-- BEGIN QUOTED TEXT --

In endeavoring to use the Mesivta Talmud productively, one must be knowledgeable and experienced enough to scan for salient sources in order to identify the diamonds in the proverbial rough. More often than not, this process demands the courage and competence to carefully exclude fringe material. Undoubtably, this too is part of the mitzvah [obligation] of learning Torah. The tanna [Jewish sage] Shimon Ha’amsuni had a unique methodology of deriving halachos [laws] from the words of the Torah. However, after deliberately ploughing his way through four of the five books of the Torah, he encountered what appeared to be an insurmountable challenge to his operating premise. At which point, he unabashedly proclaimed, “Just as I have received reward for proposing the derivations, I will also receive reward for eliminating them” (Pesachim 22b). Rabbi Avraham, the son of the Rambam, extrapolates from the statement of Shimon Ha’amsuni that the mitzvah of Talmud Torah entails not only introducing new and innovative explanations of the Torah but also expelling that which is mistaken.

-- END QUOTED TEXT --

CHALLENGES:
A) In the passage on the Mesivta Talmud, how many of the five books of the Torah had Shimon Ha'amsuni worked through when he met the challenge to his premise?
B) List every term in the passage on the Mesivta Talmud that is followed by an English gloss in square brackets, along with its gloss.
C) Please extend the passage on the Mesivta Talmud by writing what comes after its final sentence.

-- BEGIN DATA EXCERPTS --

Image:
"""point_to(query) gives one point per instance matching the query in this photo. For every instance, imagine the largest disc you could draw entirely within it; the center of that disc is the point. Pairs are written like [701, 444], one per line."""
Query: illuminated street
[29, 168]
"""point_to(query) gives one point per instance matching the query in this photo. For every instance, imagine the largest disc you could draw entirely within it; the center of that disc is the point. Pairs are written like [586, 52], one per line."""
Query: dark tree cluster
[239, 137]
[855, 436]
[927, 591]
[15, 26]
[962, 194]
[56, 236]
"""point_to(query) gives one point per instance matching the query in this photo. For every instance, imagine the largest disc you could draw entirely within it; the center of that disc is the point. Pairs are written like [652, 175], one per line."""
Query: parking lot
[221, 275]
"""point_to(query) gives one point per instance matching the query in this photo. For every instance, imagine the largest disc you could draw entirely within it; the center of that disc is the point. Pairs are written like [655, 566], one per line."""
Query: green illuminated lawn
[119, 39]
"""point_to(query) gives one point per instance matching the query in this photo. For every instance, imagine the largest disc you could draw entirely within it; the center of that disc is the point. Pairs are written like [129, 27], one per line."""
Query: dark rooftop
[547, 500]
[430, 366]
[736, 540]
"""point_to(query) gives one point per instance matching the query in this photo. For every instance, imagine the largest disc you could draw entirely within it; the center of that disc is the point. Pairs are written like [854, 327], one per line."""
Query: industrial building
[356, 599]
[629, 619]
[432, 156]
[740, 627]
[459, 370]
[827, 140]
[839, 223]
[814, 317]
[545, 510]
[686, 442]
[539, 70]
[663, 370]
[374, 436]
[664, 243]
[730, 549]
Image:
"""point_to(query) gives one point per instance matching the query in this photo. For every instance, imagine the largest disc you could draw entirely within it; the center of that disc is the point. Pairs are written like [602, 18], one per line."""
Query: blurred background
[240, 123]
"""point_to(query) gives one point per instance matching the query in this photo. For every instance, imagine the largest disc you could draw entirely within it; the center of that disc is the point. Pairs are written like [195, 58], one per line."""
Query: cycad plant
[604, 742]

-- END DATA EXCERPTS --

OUTPUTS FOR THE TASKS:
A) Four

B) mitzvah (obligation), tanna (Jewish sage), halachos (laws)

C)
Rabbi Avraham Pam once shared that before presenting material to students, he would not only review the subject matter he had planned to discuss but would also regularly edit out items he decided not to examine. He subsequently reflected that the latter was much more valuable than the former.
Students as well must be trained not only to collect sources and perform independent analysis but also to quickly recognize the crux of an issue while simultaneously cultivating the bravery and sensitivity to weed out extraneous sources and complications. Indeed, this will increasingly become an indispensable tool for learning Torah successfully in the information age.